GIVEN PASSAGE:
UV/Visible/NIR Spectrophotometer (Shimadzu 3600)

UV Visible-3600 is a spectrophotometer which determines the spectral response of a material with three detectors, consisting of a PMT (photomultiplier tube) for the ultraviolet and visible regions and InGaAs and cooled PbS detectors for the near-infrared region. The wide wavelength range of 185 to 3,300 nm enables measurement across the ultraviolet, visible, and near-infrared regions. This instrument can perform spectrophotometry for a variety of applications.

Sample Experiments
• Determining the absorption, transmittance and reflectance spectra of a solution.
• Determining the concentration of a solution using Beer Lambert Law.
• Determining the absorption, transmittance and reflectance spectra of a thin film.

Fourier Transform Infrared Spectrophotometer

The improvements in interferometer and detector design, the IRTracer-100 offers high sensitivity. This sensitivity combined with the Lab Solutions IR Contaminant Analysis Macro enables easier, quicker and more accurate analysis of small samples resolution, and high-speed scanning capable of 20 spectra/second. FTIR spectrometers (Fourier Transform Infrared Spectrometer) are widely used in organic synthesis, polymer science, petrochemical engineering, pharmaceutical industry and food analysis.

GIVEN ENTRIES:

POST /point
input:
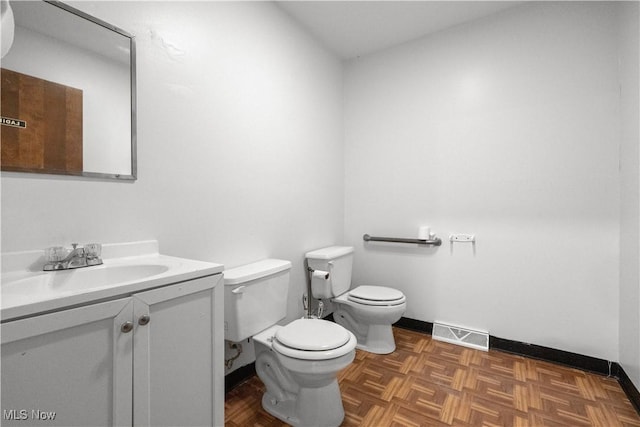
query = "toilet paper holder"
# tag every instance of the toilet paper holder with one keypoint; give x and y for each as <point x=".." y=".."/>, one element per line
<point x="427" y="242"/>
<point x="325" y="274"/>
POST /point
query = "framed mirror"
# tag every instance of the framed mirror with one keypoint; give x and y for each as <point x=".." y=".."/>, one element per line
<point x="68" y="94"/>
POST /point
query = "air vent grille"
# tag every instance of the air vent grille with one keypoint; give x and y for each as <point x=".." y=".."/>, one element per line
<point x="461" y="336"/>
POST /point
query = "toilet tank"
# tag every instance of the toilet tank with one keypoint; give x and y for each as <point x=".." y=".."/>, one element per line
<point x="255" y="297"/>
<point x="337" y="261"/>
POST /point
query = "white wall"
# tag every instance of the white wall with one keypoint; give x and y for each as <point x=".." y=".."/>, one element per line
<point x="630" y="192"/>
<point x="239" y="144"/>
<point x="508" y="128"/>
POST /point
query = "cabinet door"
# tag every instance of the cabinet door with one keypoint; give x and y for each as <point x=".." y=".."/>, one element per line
<point x="69" y="368"/>
<point x="178" y="355"/>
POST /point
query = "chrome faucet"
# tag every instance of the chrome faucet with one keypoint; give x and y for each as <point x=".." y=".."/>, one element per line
<point x="78" y="257"/>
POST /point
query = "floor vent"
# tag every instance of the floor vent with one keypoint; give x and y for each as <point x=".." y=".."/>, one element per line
<point x="461" y="336"/>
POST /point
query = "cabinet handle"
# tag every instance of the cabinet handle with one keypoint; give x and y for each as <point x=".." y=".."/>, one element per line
<point x="127" y="327"/>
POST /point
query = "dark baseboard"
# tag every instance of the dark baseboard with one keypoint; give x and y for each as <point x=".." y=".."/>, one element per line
<point x="239" y="376"/>
<point x="573" y="360"/>
<point x="415" y="325"/>
<point x="628" y="387"/>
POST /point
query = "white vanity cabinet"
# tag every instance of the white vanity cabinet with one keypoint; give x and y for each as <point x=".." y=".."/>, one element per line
<point x="148" y="359"/>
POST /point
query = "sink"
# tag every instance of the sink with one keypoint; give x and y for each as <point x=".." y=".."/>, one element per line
<point x="128" y="268"/>
<point x="80" y="279"/>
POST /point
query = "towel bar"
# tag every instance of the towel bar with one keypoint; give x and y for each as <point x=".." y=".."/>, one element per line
<point x="429" y="242"/>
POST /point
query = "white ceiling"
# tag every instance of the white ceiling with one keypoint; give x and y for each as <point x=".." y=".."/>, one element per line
<point x="354" y="28"/>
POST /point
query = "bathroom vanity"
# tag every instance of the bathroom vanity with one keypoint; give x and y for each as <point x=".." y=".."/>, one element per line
<point x="135" y="341"/>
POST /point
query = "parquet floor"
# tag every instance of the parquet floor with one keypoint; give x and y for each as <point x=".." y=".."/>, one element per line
<point x="431" y="383"/>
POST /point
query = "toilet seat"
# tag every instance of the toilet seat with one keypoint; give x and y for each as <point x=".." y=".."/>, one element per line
<point x="313" y="339"/>
<point x="376" y="295"/>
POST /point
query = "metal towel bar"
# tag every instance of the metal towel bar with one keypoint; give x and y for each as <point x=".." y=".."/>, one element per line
<point x="429" y="242"/>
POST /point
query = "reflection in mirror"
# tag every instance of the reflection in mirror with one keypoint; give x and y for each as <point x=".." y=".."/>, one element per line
<point x="68" y="94"/>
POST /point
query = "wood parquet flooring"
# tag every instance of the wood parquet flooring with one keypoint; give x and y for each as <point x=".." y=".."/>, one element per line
<point x="430" y="383"/>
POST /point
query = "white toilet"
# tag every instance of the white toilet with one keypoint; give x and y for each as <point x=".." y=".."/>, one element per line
<point x="367" y="311"/>
<point x="298" y="363"/>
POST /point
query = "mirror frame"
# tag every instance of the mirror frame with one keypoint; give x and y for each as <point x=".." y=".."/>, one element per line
<point x="132" y="59"/>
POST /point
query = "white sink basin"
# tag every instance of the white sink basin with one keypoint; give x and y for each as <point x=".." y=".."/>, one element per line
<point x="129" y="268"/>
<point x="80" y="279"/>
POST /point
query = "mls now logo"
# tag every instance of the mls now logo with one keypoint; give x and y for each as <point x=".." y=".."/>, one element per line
<point x="23" y="414"/>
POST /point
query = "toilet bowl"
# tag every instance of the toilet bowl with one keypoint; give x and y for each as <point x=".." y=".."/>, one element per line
<point x="298" y="362"/>
<point x="367" y="311"/>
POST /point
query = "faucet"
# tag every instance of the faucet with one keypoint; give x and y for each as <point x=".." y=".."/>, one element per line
<point x="78" y="257"/>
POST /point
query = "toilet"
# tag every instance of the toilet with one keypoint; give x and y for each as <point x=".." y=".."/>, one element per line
<point x="367" y="311"/>
<point x="298" y="363"/>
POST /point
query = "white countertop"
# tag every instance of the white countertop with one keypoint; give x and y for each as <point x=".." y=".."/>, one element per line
<point x="26" y="291"/>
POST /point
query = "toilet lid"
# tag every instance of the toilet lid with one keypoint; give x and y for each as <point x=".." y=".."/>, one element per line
<point x="312" y="335"/>
<point x="375" y="295"/>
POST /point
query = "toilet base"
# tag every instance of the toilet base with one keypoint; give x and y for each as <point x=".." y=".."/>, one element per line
<point x="372" y="338"/>
<point x="379" y="340"/>
<point x="321" y="406"/>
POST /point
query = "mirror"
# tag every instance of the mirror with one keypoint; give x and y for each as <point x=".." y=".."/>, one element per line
<point x="68" y="94"/>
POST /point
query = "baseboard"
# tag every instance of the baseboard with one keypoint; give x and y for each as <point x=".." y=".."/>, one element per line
<point x="240" y="375"/>
<point x="573" y="360"/>
<point x="628" y="387"/>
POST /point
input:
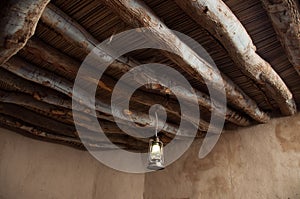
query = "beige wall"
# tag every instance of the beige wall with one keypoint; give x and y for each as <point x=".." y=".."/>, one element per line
<point x="257" y="162"/>
<point x="31" y="169"/>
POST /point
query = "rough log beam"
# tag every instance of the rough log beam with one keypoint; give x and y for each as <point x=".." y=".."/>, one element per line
<point x="285" y="17"/>
<point x="30" y="130"/>
<point x="37" y="120"/>
<point x="219" y="20"/>
<point x="35" y="74"/>
<point x="17" y="24"/>
<point x="78" y="36"/>
<point x="137" y="14"/>
<point x="52" y="97"/>
<point x="66" y="66"/>
<point x="58" y="128"/>
<point x="59" y="114"/>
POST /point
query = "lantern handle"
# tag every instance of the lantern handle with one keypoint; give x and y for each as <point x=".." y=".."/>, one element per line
<point x="156" y="128"/>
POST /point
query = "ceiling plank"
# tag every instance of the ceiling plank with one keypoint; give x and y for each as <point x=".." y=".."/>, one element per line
<point x="35" y="74"/>
<point x="218" y="19"/>
<point x="137" y="14"/>
<point x="285" y="17"/>
<point x="65" y="65"/>
<point x="18" y="21"/>
<point x="77" y="35"/>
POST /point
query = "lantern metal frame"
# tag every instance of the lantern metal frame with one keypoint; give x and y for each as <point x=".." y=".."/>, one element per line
<point x="156" y="155"/>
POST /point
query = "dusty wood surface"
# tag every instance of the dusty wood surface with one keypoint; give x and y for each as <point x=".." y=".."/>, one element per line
<point x="137" y="14"/>
<point x="285" y="17"/>
<point x="17" y="24"/>
<point x="219" y="20"/>
<point x="77" y="35"/>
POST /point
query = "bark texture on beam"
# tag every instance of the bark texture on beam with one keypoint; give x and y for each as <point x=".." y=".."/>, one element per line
<point x="137" y="14"/>
<point x="35" y="74"/>
<point x="17" y="24"/>
<point x="77" y="35"/>
<point x="66" y="66"/>
<point x="219" y="20"/>
<point x="285" y="17"/>
<point x="33" y="131"/>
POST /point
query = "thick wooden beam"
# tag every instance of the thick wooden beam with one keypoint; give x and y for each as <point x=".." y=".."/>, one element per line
<point x="37" y="120"/>
<point x="285" y="17"/>
<point x="58" y="128"/>
<point x="68" y="67"/>
<point x="33" y="131"/>
<point x="48" y="79"/>
<point x="17" y="24"/>
<point x="219" y="20"/>
<point x="137" y="14"/>
<point x="77" y="35"/>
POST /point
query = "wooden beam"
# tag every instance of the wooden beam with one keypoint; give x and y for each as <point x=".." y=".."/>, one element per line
<point x="58" y="128"/>
<point x="33" y="131"/>
<point x="137" y="14"/>
<point x="37" y="120"/>
<point x="68" y="67"/>
<point x="285" y="17"/>
<point x="219" y="20"/>
<point x="17" y="24"/>
<point x="77" y="35"/>
<point x="48" y="79"/>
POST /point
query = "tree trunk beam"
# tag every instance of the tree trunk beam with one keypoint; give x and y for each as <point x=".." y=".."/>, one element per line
<point x="30" y="130"/>
<point x="17" y="24"/>
<point x="65" y="65"/>
<point x="219" y="20"/>
<point x="137" y="14"/>
<point x="285" y="17"/>
<point x="48" y="79"/>
<point x="77" y="35"/>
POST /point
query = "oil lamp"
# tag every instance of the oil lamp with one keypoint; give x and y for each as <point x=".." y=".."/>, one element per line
<point x="156" y="155"/>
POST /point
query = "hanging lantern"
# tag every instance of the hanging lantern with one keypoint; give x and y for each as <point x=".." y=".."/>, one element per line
<point x="156" y="156"/>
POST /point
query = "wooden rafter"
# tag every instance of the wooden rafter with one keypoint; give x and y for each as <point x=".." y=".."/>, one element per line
<point x="219" y="20"/>
<point x="67" y="66"/>
<point x="77" y="35"/>
<point x="40" y="76"/>
<point x="137" y="14"/>
<point x="17" y="24"/>
<point x="285" y="17"/>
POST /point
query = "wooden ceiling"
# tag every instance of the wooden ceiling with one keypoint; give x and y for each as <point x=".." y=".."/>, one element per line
<point x="254" y="43"/>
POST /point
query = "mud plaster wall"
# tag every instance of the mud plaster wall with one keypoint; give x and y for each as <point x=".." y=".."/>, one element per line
<point x="256" y="162"/>
<point x="31" y="169"/>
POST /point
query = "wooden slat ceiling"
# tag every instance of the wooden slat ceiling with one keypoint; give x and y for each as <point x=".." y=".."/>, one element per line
<point x="102" y="23"/>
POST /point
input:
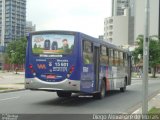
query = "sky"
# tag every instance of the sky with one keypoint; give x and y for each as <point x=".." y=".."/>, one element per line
<point x="85" y="16"/>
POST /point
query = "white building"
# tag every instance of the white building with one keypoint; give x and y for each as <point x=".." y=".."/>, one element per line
<point x="116" y="30"/>
<point x="119" y="29"/>
<point x="140" y="17"/>
<point x="30" y="27"/>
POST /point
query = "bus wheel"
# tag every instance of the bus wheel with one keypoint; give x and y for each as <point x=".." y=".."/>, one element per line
<point x="64" y="94"/>
<point x="123" y="89"/>
<point x="102" y="92"/>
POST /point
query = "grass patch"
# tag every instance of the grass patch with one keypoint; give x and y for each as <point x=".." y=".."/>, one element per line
<point x="3" y="88"/>
<point x="154" y="111"/>
<point x="20" y="83"/>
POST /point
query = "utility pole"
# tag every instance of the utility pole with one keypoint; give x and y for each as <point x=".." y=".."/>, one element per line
<point x="145" y="59"/>
<point x="3" y="23"/>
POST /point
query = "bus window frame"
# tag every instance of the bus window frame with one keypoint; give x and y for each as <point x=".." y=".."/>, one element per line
<point x="89" y="54"/>
<point x="44" y="33"/>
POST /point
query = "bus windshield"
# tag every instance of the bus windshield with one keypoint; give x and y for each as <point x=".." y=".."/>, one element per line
<point x="52" y="44"/>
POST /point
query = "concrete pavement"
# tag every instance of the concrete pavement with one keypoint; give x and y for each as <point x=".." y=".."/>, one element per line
<point x="9" y="81"/>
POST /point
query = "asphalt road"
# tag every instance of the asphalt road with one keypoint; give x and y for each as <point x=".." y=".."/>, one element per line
<point x="37" y="102"/>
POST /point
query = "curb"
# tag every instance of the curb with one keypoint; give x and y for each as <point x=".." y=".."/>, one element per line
<point x="150" y="105"/>
<point x="14" y="90"/>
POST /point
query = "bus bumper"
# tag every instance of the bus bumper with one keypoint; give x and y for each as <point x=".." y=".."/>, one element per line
<point x="65" y="85"/>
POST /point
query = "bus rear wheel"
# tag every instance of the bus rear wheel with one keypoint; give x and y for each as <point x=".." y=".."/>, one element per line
<point x="64" y="94"/>
<point x="102" y="92"/>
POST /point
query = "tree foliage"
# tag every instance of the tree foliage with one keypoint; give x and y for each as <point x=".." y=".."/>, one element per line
<point x="16" y="51"/>
<point x="154" y="51"/>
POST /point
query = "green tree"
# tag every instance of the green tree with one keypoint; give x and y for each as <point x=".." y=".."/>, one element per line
<point x="16" y="51"/>
<point x="154" y="52"/>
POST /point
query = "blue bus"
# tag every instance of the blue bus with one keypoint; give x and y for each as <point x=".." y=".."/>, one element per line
<point x="69" y="62"/>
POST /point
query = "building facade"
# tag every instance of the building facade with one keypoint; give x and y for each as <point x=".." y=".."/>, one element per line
<point x="30" y="27"/>
<point x="119" y="29"/>
<point x="116" y="30"/>
<point x="140" y="18"/>
<point x="119" y="6"/>
<point x="12" y="20"/>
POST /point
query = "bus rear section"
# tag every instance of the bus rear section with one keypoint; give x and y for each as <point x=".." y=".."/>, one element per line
<point x="51" y="63"/>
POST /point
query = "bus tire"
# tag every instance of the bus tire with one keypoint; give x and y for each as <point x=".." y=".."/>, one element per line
<point x="102" y="92"/>
<point x="64" y="94"/>
<point x="123" y="89"/>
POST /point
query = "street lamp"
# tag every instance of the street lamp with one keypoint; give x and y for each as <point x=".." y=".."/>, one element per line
<point x="145" y="60"/>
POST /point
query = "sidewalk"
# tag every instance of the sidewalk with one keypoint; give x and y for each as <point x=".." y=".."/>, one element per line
<point x="10" y="81"/>
<point x="154" y="101"/>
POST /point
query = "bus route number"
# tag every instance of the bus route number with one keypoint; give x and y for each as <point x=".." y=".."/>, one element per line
<point x="58" y="64"/>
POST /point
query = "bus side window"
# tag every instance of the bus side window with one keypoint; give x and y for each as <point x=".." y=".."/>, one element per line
<point x="125" y="59"/>
<point x="110" y="57"/>
<point x="87" y="52"/>
<point x="121" y="59"/>
<point x="116" y="58"/>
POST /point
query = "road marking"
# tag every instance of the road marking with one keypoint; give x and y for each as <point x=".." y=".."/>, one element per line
<point x="9" y="98"/>
<point x="135" y="83"/>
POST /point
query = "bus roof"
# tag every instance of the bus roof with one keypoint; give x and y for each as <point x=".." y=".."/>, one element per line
<point x="95" y="40"/>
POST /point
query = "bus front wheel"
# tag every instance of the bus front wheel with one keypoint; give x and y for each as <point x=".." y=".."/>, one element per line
<point x="64" y="94"/>
<point x="102" y="92"/>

WHAT TO WORK ON:
List every field that the spectrophotometer text says FTIR spectrometers are widely used in.

RESULT BELOW:
Organic synthesis, polymer science, petrochemical engineering, pharmaceutical industry, food analysis